RECORD SET =
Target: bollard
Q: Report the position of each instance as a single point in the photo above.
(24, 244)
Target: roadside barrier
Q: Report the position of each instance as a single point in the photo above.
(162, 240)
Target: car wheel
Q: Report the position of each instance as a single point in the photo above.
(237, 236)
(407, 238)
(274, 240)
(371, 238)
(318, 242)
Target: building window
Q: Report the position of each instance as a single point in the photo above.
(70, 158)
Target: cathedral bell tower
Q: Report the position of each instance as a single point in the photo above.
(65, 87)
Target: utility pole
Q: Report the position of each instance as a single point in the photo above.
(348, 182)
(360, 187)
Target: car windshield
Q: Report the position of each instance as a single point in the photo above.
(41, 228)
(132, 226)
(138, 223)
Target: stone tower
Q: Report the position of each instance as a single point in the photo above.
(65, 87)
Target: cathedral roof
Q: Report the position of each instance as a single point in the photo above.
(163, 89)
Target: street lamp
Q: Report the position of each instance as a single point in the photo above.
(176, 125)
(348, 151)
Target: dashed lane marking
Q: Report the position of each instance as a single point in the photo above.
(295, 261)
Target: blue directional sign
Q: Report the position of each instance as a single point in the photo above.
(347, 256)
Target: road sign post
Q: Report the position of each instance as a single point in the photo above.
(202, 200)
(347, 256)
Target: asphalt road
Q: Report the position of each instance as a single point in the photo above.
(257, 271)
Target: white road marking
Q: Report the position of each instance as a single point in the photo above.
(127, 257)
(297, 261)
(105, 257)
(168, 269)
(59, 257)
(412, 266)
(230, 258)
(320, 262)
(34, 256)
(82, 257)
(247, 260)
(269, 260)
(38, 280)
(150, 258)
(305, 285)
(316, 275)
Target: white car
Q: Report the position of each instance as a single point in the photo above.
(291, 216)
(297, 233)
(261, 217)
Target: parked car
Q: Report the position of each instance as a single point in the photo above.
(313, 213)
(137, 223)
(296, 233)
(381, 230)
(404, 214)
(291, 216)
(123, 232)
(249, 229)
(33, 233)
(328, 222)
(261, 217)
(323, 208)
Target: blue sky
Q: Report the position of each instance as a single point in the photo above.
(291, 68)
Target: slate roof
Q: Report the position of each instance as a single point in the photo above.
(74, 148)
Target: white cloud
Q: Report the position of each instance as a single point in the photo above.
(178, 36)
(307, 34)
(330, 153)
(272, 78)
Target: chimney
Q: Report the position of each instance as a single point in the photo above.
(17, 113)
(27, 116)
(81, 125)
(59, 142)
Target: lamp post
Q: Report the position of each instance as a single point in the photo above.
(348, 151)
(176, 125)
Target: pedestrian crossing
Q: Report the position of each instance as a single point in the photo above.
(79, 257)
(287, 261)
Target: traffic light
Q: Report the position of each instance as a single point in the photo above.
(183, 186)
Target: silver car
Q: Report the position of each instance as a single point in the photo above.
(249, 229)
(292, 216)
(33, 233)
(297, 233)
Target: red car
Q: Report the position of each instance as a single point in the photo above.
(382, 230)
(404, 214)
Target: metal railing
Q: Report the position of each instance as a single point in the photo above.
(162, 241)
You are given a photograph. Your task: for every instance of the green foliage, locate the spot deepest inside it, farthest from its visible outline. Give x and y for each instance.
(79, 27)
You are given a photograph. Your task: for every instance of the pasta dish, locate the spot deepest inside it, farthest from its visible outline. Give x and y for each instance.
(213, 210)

WHAT YOU HAVE TO DO = Please print, unchanged, the lines from the one holding "Target: metal railing" through the last line of the listing above, including both and omitting the rest.

ANSWER FOR THIS EXERCISE =
Target: metal railing
Q: Report the position of each instance as a single point in the photo above.
(162, 241)
You are given a photograph. Your task: for every instance of the green foliage, locate the spot deepest inside it, farthest from its visible outline. Give x and y for each instance.
(79, 27)
You are given a photograph. Your task: for every instance of the pasta dish, locate the spot deepest inside it, farthest from its visible outline. Give x and y for each instance.
(213, 210)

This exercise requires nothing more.